__REQUIREMENTS__
1. Print the passage on resume employment gaps word for word from "According to Pew" up to and including "than is expected.".
2. In one to three sentences, explain why the passage on resume employment gaps says freelance or part-time work from stay-at-home years belongs on a resume.

__TEXT__
Big employment gaps on a resume are going to have a negative appearance on a resume and the updated skill set on your resume will increase your employability chance.

According to Pew Research, roughly one-in-five parents stay at home with their kids at some point. Later on, these parents – mostly women – may want to rejoin the traditional workforce. This could be due to the working parent getting laid off or fired, or simply because the kids are old enough to shuttle themselves to all the various activities, leaving more free time in the day than is expected.

But returning to work after a large gap in employment can always be challenging. This is particularly true for women, who sometimes get stereotyped in negative ways if they’ve played the role of “stay at home mom” for many years.

Big employment gaps on a resume are going to have a negative appearance on a resume and the updated skillset on your resume will increase your employability chance. So how do you fill in that gap and make a resume stand out?

Freelancing work and part time jobs

While many parents focus their stay-at-home years on their kids, many continue to work in their fields as freelancers, or take on part-time jobs. There’s no rule that your resume can only contain full time, corporate work, after all.

What you want to demonstrate is that you are still agile in your field, and that you are ready to get back to the 9-to-5 life. Showing that you’ve continued to work outside the home in whatever capacity can help demonstrate that.

__COLLECTED DATA__
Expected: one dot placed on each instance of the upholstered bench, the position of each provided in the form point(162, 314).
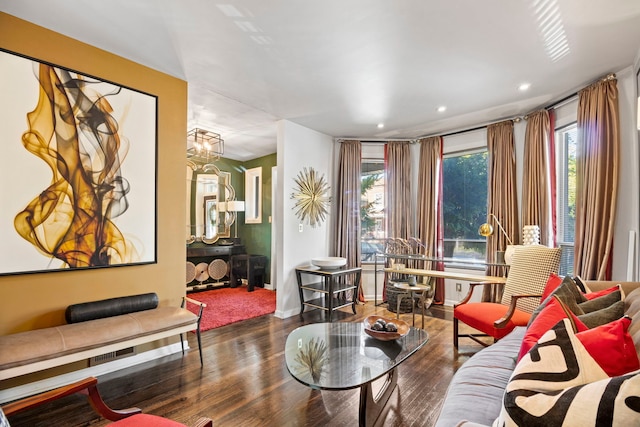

__SOLUTIONS TO EACH TASK__
1.
According to Pew Research, roughly one-in-five parents stay at home with their kids at some point. Later on, these parents – mostly women – may want to rejoin the traditional workforce. This could be due to the working parent getting laid off or fired, or simply because the kids are old enough to shuttle themselves to all the various activities, leaving more free time in the day than is expected.

2. A resume doesn't have to contain only full-time corporate work. Showing that you kept working outside the home in some capacity demonstrates that you are still agile in your field and ready to get back to the 9-to-5 life.